++++ Records provided
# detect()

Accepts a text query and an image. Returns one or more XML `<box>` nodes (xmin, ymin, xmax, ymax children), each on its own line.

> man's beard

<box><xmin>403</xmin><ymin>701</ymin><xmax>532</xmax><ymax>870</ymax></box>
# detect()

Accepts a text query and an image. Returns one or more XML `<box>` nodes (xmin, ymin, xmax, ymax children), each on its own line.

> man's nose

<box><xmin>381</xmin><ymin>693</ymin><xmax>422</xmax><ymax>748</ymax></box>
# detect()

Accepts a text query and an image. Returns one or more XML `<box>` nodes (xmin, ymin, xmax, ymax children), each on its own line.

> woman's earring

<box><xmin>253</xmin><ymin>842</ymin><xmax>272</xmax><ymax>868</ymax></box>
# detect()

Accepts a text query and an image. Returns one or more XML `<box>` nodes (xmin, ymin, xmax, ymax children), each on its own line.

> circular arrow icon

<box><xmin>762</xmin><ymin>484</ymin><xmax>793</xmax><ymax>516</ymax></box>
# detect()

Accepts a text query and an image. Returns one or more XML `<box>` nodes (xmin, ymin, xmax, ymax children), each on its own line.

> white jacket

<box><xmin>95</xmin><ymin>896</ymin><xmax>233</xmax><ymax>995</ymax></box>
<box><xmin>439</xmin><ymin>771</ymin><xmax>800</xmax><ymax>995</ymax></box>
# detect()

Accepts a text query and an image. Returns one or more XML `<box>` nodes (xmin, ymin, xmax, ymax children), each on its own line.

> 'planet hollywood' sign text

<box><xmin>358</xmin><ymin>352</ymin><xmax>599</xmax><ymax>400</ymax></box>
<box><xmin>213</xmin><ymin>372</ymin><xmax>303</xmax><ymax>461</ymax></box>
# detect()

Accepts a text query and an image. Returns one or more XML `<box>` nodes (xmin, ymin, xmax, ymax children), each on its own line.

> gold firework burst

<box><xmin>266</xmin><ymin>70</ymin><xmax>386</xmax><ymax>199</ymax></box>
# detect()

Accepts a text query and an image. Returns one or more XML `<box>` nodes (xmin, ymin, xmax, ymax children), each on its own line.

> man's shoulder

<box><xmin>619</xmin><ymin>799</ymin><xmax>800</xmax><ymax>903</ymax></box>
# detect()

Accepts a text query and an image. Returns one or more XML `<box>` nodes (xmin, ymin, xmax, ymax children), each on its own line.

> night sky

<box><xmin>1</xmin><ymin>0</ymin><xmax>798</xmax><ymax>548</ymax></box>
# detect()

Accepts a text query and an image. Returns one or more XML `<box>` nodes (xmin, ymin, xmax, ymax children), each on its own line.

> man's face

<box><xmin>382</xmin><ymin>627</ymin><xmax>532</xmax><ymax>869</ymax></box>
++++++++
◆ **Problem details**:
Once you have read the data above, print all of it again exactly.

◆ **Solution to the exercise**:
# detect()

Accepts a text query and an image. Returns one or more XML `<box>` nodes (xmin, ymin, xmax, ymax children), each on its own line.

> man's beard

<box><xmin>403</xmin><ymin>701</ymin><xmax>532</xmax><ymax>870</ymax></box>
# detect()

Accepts a text query and an image. Returns one or more XML `<box>` nodes (xmin, ymin, xmax, ymax children), each on its own line.

> man's nose

<box><xmin>381</xmin><ymin>693</ymin><xmax>422</xmax><ymax>748</ymax></box>
# detect()

Accepts a text query and an image. Returns one or more XML `<box>` nodes (xmin, ymin, xmax, ymax children), each on its own line.

> woman's earring

<box><xmin>253</xmin><ymin>842</ymin><xmax>272</xmax><ymax>868</ymax></box>
# detect()

Accepts a text query and an image. Returns one or more XML `<box>` nodes (xmin, ymin, xmax, ymax children), each on its own line.

> circular arrow icon

<box><xmin>762</xmin><ymin>484</ymin><xmax>793</xmax><ymax>516</ymax></box>
# detect()

Accepts a text query and an image. Returns one or more XML `<box>` nodes (xmin, ymin, xmax, ymax children), each on its own line.

> white jacket

<box><xmin>95</xmin><ymin>896</ymin><xmax>233</xmax><ymax>995</ymax></box>
<box><xmin>439</xmin><ymin>771</ymin><xmax>800</xmax><ymax>995</ymax></box>
# detect()

Accepts a text query and an image. Returns one or more XML `<box>` nodes (xmin, ymin, xmax, ymax children), each on its own line.

> 'planet hollywood' sign text

<box><xmin>358</xmin><ymin>352</ymin><xmax>599</xmax><ymax>400</ymax></box>
<box><xmin>213</xmin><ymin>372</ymin><xmax>303</xmax><ymax>461</ymax></box>
# detect()

Accepts a text query and an image. Returns one or more XML `<box>` nodes (xmin, ymin, xmax, ymax children), each on its own line.

> gold firework burst

<box><xmin>266</xmin><ymin>70</ymin><xmax>386</xmax><ymax>199</ymax></box>
# detect()

Accepts a text query and an image. Returns one or more XML `<box>` nodes (xmin, ymin, xmax, ymax children), each on its own line.

> man's shoulder

<box><xmin>619</xmin><ymin>799</ymin><xmax>800</xmax><ymax>903</ymax></box>
# detect()

Accepts a text query and an image. Returns one or more XML `<box>` nodes (xmin, ymin, xmax, ymax children), each on its own line.

> night sky

<box><xmin>1</xmin><ymin>0</ymin><xmax>798</xmax><ymax>548</ymax></box>
# detect()

Accepts a text query and an image. Returns one or more XML `<box>` nodes (xmin, ymin, xmax, ymax children), each on its own line.

> man's face

<box><xmin>382</xmin><ymin>627</ymin><xmax>532</xmax><ymax>869</ymax></box>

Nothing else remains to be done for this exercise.